WORK TO COMPLETE: Rewrite the data below with every "ceramic plate" replaced by "porcelain plate", keeping everything else the same.

----------------

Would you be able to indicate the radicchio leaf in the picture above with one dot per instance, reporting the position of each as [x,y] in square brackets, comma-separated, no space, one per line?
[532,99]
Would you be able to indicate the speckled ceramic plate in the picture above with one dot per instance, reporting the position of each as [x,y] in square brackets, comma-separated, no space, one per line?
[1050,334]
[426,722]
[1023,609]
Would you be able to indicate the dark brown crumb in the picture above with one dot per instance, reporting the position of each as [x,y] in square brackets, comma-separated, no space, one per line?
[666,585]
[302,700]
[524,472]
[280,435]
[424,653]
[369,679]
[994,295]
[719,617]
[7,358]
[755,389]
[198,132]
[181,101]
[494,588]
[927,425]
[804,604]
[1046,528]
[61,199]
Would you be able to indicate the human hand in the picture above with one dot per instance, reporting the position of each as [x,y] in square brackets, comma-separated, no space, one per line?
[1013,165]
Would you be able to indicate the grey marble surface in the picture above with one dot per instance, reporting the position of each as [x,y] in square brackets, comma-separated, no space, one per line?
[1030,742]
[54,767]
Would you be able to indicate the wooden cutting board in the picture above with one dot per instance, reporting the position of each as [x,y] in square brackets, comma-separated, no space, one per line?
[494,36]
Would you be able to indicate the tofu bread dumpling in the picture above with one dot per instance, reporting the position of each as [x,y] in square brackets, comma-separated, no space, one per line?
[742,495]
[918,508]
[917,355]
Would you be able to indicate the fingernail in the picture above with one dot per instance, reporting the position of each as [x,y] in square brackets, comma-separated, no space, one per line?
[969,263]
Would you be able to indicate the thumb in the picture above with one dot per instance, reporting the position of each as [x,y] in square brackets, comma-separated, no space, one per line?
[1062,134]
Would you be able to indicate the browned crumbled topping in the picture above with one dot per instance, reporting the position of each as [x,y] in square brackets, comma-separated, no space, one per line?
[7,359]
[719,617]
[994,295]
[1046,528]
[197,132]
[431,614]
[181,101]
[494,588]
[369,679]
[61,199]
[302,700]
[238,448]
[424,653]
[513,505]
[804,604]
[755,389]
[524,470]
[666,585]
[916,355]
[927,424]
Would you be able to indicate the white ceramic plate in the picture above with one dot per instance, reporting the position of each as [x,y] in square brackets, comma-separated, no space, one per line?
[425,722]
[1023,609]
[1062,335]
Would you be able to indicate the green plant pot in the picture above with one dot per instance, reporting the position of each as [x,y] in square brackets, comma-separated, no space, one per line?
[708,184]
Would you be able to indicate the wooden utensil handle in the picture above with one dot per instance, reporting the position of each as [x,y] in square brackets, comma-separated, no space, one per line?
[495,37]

----------------

FINISHED EXERCISE:
Would you be able to indicate the radicchio leaf in the picture above with one dot per instance, reporting the position of each as [x,y] in square brackets, comma-separated, no space, one per line?
[532,99]
Would you be able to indicate the speckled porcelain plate in the picture above with one dot per instance, reporting the position of each as [x,y] in square brackets, comma-separated, no space, one per line?
[1050,334]
[426,722]
[1023,609]
Would you be able to indicate the dark brown crumb in the picture above with one dot per instance, reporting the position of each as [x,y] in square brackets, comma-separated, no space, one per line?
[666,585]
[302,700]
[524,472]
[280,435]
[424,653]
[369,679]
[994,295]
[719,617]
[7,358]
[755,389]
[198,132]
[181,101]
[494,588]
[927,425]
[804,604]
[1046,528]
[61,199]
Would you be able to indicate the human hand in the picture above with one dot per instance, reporting the position of each as [x,y] in square brackets, comma-separated, no space, one per line?
[1013,165]
Would you be able to indicate the grey marble surface in the picture above with one dot per instance, reporting the position of each as [x,y] in square brackets, comma-separated, no space, one per line?
[1030,742]
[54,767]
Would you be able to indicate the wooden cutting board in the picture above with one dot per instance, reporting the position of each as [x,y] in square brackets, comma-separated, no space, one per line?
[494,36]
Would you be able to indicate the tofu bread dumpling in the picture above with one dot per instance, reporting the position of each as [x,y] in square brackets, comma-separated, no space, one per line?
[742,495]
[918,508]
[917,355]
Would you be able to indicate the fingernail in the picture above with one dot per instance, reporting the position of each as [x,y] in square brackets, comma-separated, no space, one per line?
[969,263]
Would you be able to indicate the thumb in the picture above with one dot per instance, reporting the position of each as [x,y] in square brackets, comma-separated, no space, one per line?
[1062,134]
Would you be able to indicate the browned crumbled topping in the picture above with one dot per instance, reporting the position of each as [x,y] in square brackets, comma-separated, no space, one per line?
[7,359]
[719,617]
[994,295]
[1046,528]
[197,132]
[431,614]
[181,101]
[494,588]
[369,679]
[61,199]
[302,700]
[238,448]
[424,653]
[513,505]
[804,604]
[755,389]
[524,470]
[666,585]
[916,355]
[927,424]
Would you be able to indicate the white porcelain plate in the picture above with one dot per instance, reporting the position of each as [x,y] in square brackets, comma-separated, no space, one per line?
[425,722]
[1023,609]
[1062,335]
Would you be able to indicate the green plant pot in the picture above with one dot per instance, reporting the position of each as [x,y] in square brackets, comma-separated, no space, one per line?
[708,184]
Would you be able to indicate the wooden utensil handle in the picture above with one dot per instance, reporting the position of each as [x,y] in square brackets, comma-separated, no space, one per line?
[495,37]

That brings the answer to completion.